QUOTED TEXT:
The kingdom is also halting or slowing money transfers to the Gaza Strip, the London-based Al Khaleej Online reported in June.
The publication stated that both official and private money transfers were “almost completely halted” in the days leading up to the Eid al-Fitr holiday, a prime time for such transfers.
“The main victims of this move are residents of the Gaza Strip,” the publication stated, adding that transfers are unusually slow at times when they do work.
A banker based in Gaza told the publication that “the Arab countries that money transfer offices face the most difficulty with in the Gaza Strip are Saudi Arabia, the United Arab Emirates, Bahrain and Oman” – all Gulf states that have accelerated their normalization with Israel in recent years.
Other forms of crackdown include preventing dozens of people from leaving the kingdom, threatening to revoke work permits and deportations of Palestinians from the country, according to Al Khaleej Online.
Meanwhile, several Gulf journalists and public figures have embraced their countries’ alliance with Israel.
A video of Saudi journalist Fahd al-Shamri circulated on social media earlier this month denigrating Palestinians and ridiculing reverence for Jerusalem’s al-Aqsa mosque.
“Muslims have hundreds of thousands of mosques in the world,” he claims, adding that “the Palestinian issue will not be solved, and it is not in the interest of anyone to attempt to solve a problem between beggars.”
“Get lost,” he also tells Palestinians.

TO-DO LIST:
1. According to the article about money transfers to Gaza, which four countries did a Gaza-based banker name as the hardest for transfer offices to deal with?
2. Copy the article about money transfers to Gaza word for word, from "A video of Saudi" up to and including "Jerusalem’s al-Aqsa mosque.".
3. Continue the article about money transfers to Gaza, picking up after its last sentence.
The records that follow have no connection to the article about money transfers to Gaza.

DATASET CONTENT:
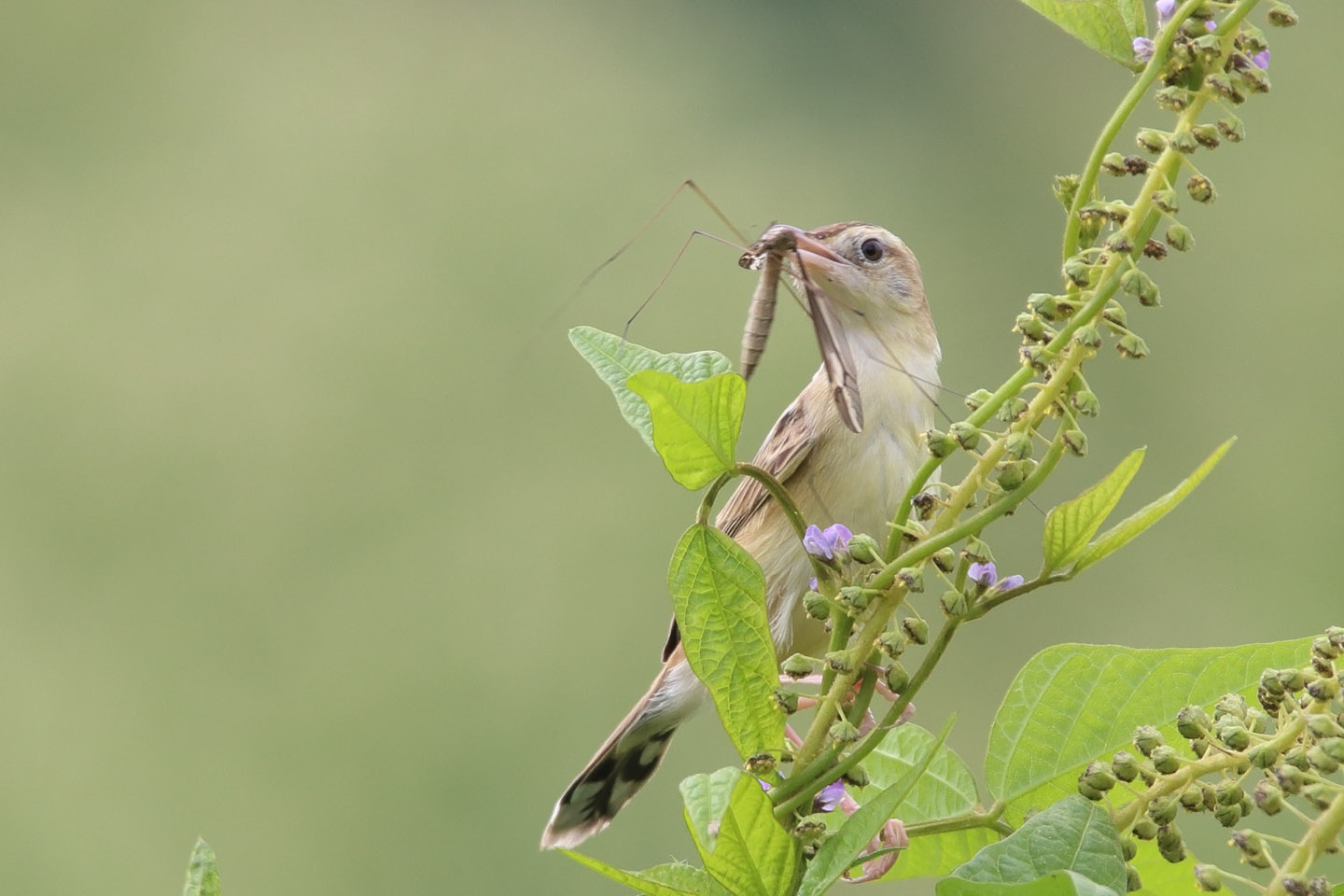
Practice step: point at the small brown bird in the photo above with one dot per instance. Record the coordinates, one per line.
(874, 328)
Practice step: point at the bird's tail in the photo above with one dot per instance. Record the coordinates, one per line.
(625, 761)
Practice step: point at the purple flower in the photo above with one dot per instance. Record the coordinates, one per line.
(828, 797)
(827, 543)
(984, 574)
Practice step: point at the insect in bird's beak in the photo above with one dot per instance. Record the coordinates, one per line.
(767, 256)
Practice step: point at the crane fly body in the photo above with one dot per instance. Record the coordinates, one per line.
(767, 256)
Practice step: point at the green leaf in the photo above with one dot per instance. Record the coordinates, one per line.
(718, 596)
(1062, 883)
(1124, 532)
(706, 798)
(686, 877)
(1106, 26)
(1072, 834)
(202, 872)
(641, 881)
(695, 425)
(946, 789)
(616, 360)
(1070, 525)
(1074, 703)
(840, 850)
(1160, 877)
(751, 853)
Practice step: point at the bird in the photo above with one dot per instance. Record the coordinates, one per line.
(879, 354)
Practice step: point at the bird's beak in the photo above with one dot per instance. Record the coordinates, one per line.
(818, 259)
(815, 254)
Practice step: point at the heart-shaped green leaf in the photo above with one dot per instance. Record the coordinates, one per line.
(1071, 835)
(202, 872)
(718, 596)
(1106, 26)
(1070, 525)
(695, 425)
(616, 360)
(1075, 703)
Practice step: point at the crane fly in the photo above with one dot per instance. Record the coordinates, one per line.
(767, 256)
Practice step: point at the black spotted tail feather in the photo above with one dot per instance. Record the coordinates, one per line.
(625, 761)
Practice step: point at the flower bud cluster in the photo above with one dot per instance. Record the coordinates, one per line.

ANSWERS PER TASK:
1. Saudi Arabia, the United Arab Emirates, Bahrain and Oman.

2.
A video of Saudi journalist Fahd al-Shamri circulated on social media earlier this month denigrating Palestinians and ridiculing reverence for Jerusalem’s al-Aqsa mosque.

3.
In another video, the same journalist threatened Arabs critical of Saudi Arabia after the murder by Saudi agents of Washington Post columnist Jamal Khashoggi in the country’s Istanbul consulate last October.
In the video, al-Shamri waves around a saw – a reference to the bone saw that was used to dismember Khashoggi’s body.
Meanwhile, UAE journalist Hamad al-Mazrouei declared on Twitter his support for states that sent representatives to the Manama conference, gaining much resistance from Arab users of the social network:
And, Israel’s Arabic-language propaganda Twitter account shared a picture it claimed was sent to it by someone making a pilgrimage to Mecca with a message that said “Shabbat Shalom.”
These propaganda tactics attempt to market normalization between Israel and Arab countries as a form of religious tolerance.
In reality, rejection of ties with Israel among Arab publics is deeply rooted in solidarity with Palestinians.
But as regimes pay little heed to what their people want, it may be only a matter of time before an Israeli embassy pops up in a Gulf capital.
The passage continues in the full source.